#### EXERCISE:
Output the entries word for word. Omit images.

Location labeling records
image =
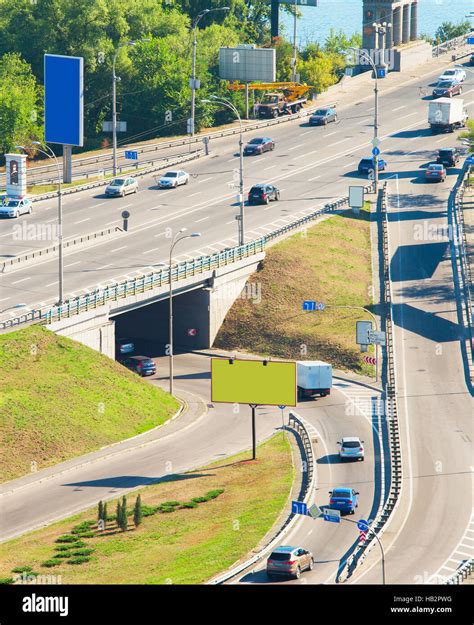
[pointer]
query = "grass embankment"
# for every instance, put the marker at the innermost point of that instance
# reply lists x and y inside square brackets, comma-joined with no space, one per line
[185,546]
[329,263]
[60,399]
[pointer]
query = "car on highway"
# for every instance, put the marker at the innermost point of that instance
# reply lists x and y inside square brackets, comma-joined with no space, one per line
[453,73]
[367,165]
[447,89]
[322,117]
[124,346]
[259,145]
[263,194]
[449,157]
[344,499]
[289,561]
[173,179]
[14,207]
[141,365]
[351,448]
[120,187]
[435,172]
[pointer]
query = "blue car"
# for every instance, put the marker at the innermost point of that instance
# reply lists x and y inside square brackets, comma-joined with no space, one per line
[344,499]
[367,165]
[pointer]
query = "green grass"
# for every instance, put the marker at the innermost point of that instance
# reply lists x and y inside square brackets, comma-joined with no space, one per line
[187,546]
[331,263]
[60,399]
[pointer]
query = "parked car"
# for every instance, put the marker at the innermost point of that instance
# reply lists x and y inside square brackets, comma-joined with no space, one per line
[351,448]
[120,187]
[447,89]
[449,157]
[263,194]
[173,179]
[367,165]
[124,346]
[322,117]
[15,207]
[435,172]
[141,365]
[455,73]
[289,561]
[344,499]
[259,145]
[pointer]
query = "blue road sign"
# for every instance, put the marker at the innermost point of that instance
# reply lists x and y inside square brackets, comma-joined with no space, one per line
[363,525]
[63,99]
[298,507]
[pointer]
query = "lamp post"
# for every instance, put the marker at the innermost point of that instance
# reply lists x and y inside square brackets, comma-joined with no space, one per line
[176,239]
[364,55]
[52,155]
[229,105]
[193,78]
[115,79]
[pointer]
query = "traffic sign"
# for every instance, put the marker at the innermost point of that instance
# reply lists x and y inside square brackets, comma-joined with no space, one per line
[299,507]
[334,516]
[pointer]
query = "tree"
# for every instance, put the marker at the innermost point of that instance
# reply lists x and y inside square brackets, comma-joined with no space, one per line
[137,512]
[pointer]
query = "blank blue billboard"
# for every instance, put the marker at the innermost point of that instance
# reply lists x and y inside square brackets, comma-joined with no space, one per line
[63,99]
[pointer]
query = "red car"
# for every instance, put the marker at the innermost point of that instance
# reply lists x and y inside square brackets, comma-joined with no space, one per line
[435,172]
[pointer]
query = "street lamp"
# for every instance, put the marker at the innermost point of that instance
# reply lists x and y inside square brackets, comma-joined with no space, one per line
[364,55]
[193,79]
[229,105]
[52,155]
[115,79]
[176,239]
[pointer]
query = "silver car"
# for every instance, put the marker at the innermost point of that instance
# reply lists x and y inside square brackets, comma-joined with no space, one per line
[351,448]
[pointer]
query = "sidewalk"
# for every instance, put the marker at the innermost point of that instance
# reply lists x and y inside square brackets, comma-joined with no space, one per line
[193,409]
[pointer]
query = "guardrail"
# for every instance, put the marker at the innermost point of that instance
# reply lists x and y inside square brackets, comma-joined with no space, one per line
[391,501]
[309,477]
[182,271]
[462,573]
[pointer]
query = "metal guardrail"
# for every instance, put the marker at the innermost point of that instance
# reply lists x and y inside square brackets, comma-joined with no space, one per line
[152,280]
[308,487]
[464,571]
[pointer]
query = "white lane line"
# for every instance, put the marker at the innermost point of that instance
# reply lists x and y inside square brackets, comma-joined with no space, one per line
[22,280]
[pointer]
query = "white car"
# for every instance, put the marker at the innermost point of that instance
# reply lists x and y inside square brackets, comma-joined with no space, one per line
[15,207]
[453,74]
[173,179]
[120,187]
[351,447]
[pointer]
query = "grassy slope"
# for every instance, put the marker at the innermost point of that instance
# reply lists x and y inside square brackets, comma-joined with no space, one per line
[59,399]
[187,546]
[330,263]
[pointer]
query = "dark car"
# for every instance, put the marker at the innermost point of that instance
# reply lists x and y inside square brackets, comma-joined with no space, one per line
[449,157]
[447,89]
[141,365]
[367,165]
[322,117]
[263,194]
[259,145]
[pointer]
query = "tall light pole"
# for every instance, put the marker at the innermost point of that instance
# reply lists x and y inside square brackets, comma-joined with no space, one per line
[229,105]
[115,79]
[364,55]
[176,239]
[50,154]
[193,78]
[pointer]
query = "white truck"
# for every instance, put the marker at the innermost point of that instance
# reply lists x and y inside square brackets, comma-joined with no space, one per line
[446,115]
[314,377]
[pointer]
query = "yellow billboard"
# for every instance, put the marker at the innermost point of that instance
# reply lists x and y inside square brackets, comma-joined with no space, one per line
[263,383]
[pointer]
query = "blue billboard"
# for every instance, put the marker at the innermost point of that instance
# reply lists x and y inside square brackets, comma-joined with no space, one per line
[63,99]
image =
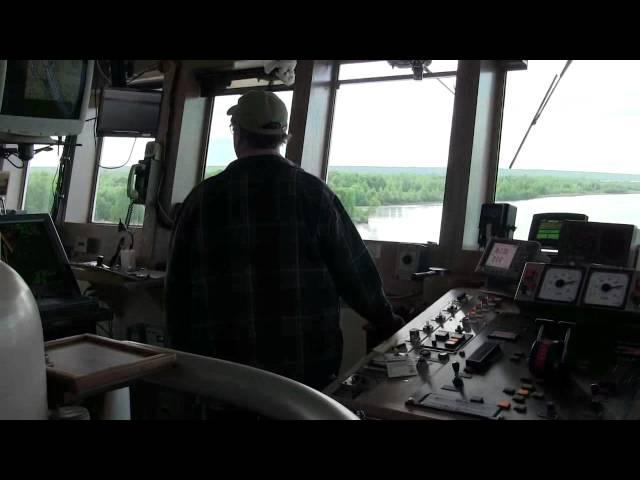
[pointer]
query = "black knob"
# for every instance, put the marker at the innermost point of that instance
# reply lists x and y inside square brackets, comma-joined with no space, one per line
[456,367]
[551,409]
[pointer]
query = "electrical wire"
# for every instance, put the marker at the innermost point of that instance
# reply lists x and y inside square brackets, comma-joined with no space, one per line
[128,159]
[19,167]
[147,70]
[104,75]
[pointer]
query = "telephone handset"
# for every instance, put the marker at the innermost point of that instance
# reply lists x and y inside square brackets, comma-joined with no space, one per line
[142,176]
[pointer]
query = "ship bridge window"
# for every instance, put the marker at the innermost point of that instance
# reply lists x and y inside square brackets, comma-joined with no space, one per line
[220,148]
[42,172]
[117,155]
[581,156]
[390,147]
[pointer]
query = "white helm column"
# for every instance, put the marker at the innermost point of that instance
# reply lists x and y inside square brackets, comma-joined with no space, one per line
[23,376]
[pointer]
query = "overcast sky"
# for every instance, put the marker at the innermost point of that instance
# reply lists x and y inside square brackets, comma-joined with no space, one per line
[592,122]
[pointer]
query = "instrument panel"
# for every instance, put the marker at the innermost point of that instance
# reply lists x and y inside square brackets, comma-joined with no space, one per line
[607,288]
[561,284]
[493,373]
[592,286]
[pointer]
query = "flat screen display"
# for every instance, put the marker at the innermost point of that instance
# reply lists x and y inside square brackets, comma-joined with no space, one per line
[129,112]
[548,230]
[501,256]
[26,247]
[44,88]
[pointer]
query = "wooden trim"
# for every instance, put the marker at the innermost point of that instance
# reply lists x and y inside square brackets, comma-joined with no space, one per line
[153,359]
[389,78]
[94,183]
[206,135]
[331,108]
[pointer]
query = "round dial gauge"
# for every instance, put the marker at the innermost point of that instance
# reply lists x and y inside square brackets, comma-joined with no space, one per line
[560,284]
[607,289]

#### THE COMPLETED TASK:
image =
[pointer]
query = "grass embankment"
# for every instance, put the marker at the innermost point of that instance
# reply lists x and y inside square brackets, comma-joined with no space, one per line
[185,546]
[329,263]
[60,399]
[pointer]
query = "car on highway"
# for every instance, put the marker at the innermost point of that instance
# reply lists x and y inside square brackets, comma-joined with no space, one per line
[453,73]
[367,165]
[447,89]
[322,117]
[124,346]
[259,145]
[263,194]
[449,157]
[344,499]
[289,561]
[173,179]
[14,207]
[141,365]
[351,448]
[120,187]
[435,172]
[pointer]
query = "blue car"
# for every instance, put the marker at the innermost point of that instance
# reply lists x and y inside square brackets, comma-joined with no space, one per line
[344,499]
[367,165]
[pointer]
query = "green grass"
# for every instance, put the marker at the innermost point of that instance
# reply lists x and y inside square brackets, comma-joined with no space, one per line
[187,546]
[331,263]
[60,399]
[pointer]
query = "parked car"
# for every instance, put the marker at the innermost point of that instance
# reply lists x and y inside square brackets, comma-joined with no space, one per line
[351,448]
[120,187]
[447,89]
[449,157]
[263,194]
[173,179]
[367,165]
[124,346]
[322,117]
[15,207]
[435,172]
[141,365]
[455,73]
[289,561]
[344,499]
[259,145]
[pointer]
query = "blue road sign"
# for every instance, put the marker at the innermost point of that instance
# reply lists x and y inside square brackets, comma-joined with no space, one per line
[363,525]
[63,99]
[298,507]
[pointer]
query = "lamp post"
# for every instance, put the marker at the innermost point of that instance
# reply lists x and y inside square brackets, comma-joined with no space, one per line
[176,239]
[364,55]
[52,155]
[229,105]
[193,78]
[115,79]
[pointer]
query = "traffic sign"
# for every instance, put the marker at the innermost point of that instance
# reply lists x and y inside square brackets, comma-joined with no space, one per line
[299,507]
[334,516]
[pointer]
query = "tree"
# for every instance, put the marker at the innermost point of that instance
# reply lists x and y inside square brackets, comma-joined with no space, one per line
[137,512]
[pointer]
query = "blank blue billboard"
# for every instance, put the marker at the innermost point of that instance
# reply lists x and y inside square brackets, comma-joined with no space, one per line
[63,99]
[pointer]
query = "red car"
# for every instance, put the marker at the innermost point of that instance
# reply lists x and y inside square brackets, comma-joined with no space, one per line
[435,172]
[pointer]
query = "street lamp"
# for every instance, put the marker at the innermost point of that instance
# reply lists x and y inside square brackets, comma-joined with no space, one per line
[364,55]
[193,79]
[229,105]
[52,155]
[115,79]
[176,239]
[pointer]
query = "silver car"
# for every instance, put the marker at the innermost point of that instance
# reply lists x and y inside square brackets, comma-joined with no space, one per line
[351,448]
[pointer]
query = "sidewalk"
# for every instance, put the marker at the innermost point of that instance
# reply lists x and y inside square brackets, comma-joined with no space, one per line
[193,409]
[pointer]
query = "guardrail"
# for every instance, put the marker at the innermost point of that instance
# reply lists x and y inside square brackets, comma-joined with no space, one per line
[391,501]
[309,477]
[182,271]
[462,573]
[pointer]
query = "metal guardrail"
# for every instance, put the marker at the innermost point of that instance
# reply lists x and y inside square brackets, comma-joined with no space, one per line
[152,280]
[308,487]
[464,571]
[pointer]
query = "white lane line"
# for every instance, put the marker at the innermost point of that instance
# reply lists x and y inside square brackets, comma-joined with no space, one per line
[22,280]
[pointer]
query = "white car"
# for every instance, put the marker at the innermost point of that instance
# reply lists x and y inside square brackets, comma-joined with no space, one per line
[15,207]
[453,74]
[173,179]
[120,187]
[351,447]
[pointer]
query = "grassy slope"
# for every instance, put the marker at the innermost point of that instance
# reply lists x and y inside square brackets, comma-joined with no space, one per line
[59,399]
[187,546]
[330,263]
[pointer]
query = "dark car"
# for every instance, put the marker at the innermost point of that instance
# reply lists x and y inside square brackets, comma-joined with no space, one per line
[449,157]
[447,89]
[141,365]
[367,165]
[322,117]
[263,194]
[259,145]
[pointer]
query = "tall light pole"
# for every instance, put the marker at the innermost point of that instance
# reply lists x and y inside square brackets, comma-joined with no space, one per line
[229,105]
[115,79]
[364,55]
[176,239]
[50,154]
[193,78]
[pointer]
query = "white truck"
# for every instance, put the marker at the innermost point of that instance
# reply lists x and y inside square brackets, comma-joined with no space, one per line
[446,115]
[314,377]
[pointer]
query = "yellow billboard"
# for every instance, put the marker at the innermost point of that instance
# reply lists x and y inside square brackets, comma-joined with no space, one per line
[263,383]
[pointer]
query = "blue billboard"
# for every instance, put the marker at the innermost point of that instance
# reply lists x and y inside square brackets, comma-joined with no space, one per line
[63,99]
image =
[pointer]
query = "black knob"
# for every instance, put the marker at the innermost point of that instance
# reply lists x and y inside square brackets, comma-joined with no space, one per line
[456,367]
[551,409]
[pointer]
query = "electrical wire"
# for every instance, put the marker at the innermost point of that instance
# reply lists x and y inside square brackets, comma-joined with no space, one per line
[128,159]
[19,167]
[147,70]
[104,75]
[pointer]
query = "telephone handset"
# for every instance, put the marker at the innermost point of that instance
# reply lists x and y inside square brackets, comma-joined with no space, one per line
[142,176]
[pointer]
query = "ship bridge window"
# for every instance, put the marker at the innermost point of that instance
# reply lists x and y inside square brackets, comma-joined with no space, one per line
[220,148]
[42,172]
[117,155]
[581,156]
[390,147]
[pointer]
query = "white helm column"
# for every instance, put the marker at the innermost point of that instance
# reply lists x and y inside square brackets, comma-joined with no space, one per line
[23,376]
[pointer]
query = "overcast sky"
# for every instance, put the marker at the innermost point of that instance
# reply lists x and y inside square brackets, comma-joined with no space, one per line
[592,122]
[pointer]
query = "instrument panel"
# for every instance, put the marker at the innermost point of that instance
# reply lists x and y inside square brackets, comma-joined with no space, one per line
[607,288]
[561,284]
[493,373]
[592,286]
[pointer]
query = "flat screen display"
# for every instance, put the marker at the innermost point of that instance
# reply lists x and y inside square brackets, comma-joined with no space, one per line
[129,112]
[548,230]
[501,256]
[26,247]
[44,88]
[pointer]
query = "wooden trim"
# for every instance, put the marker at the innermost point of that instance
# reply lists x and y inside square brackets, comma-joined with no space, one per line
[153,359]
[389,78]
[94,183]
[206,135]
[331,108]
[pointer]
query = "round dial gauge"
# for every instance, put the marker at the innermost point of that instance
# reply lists x and y inside square brackets, comma-joined with no space, one per line
[560,284]
[607,289]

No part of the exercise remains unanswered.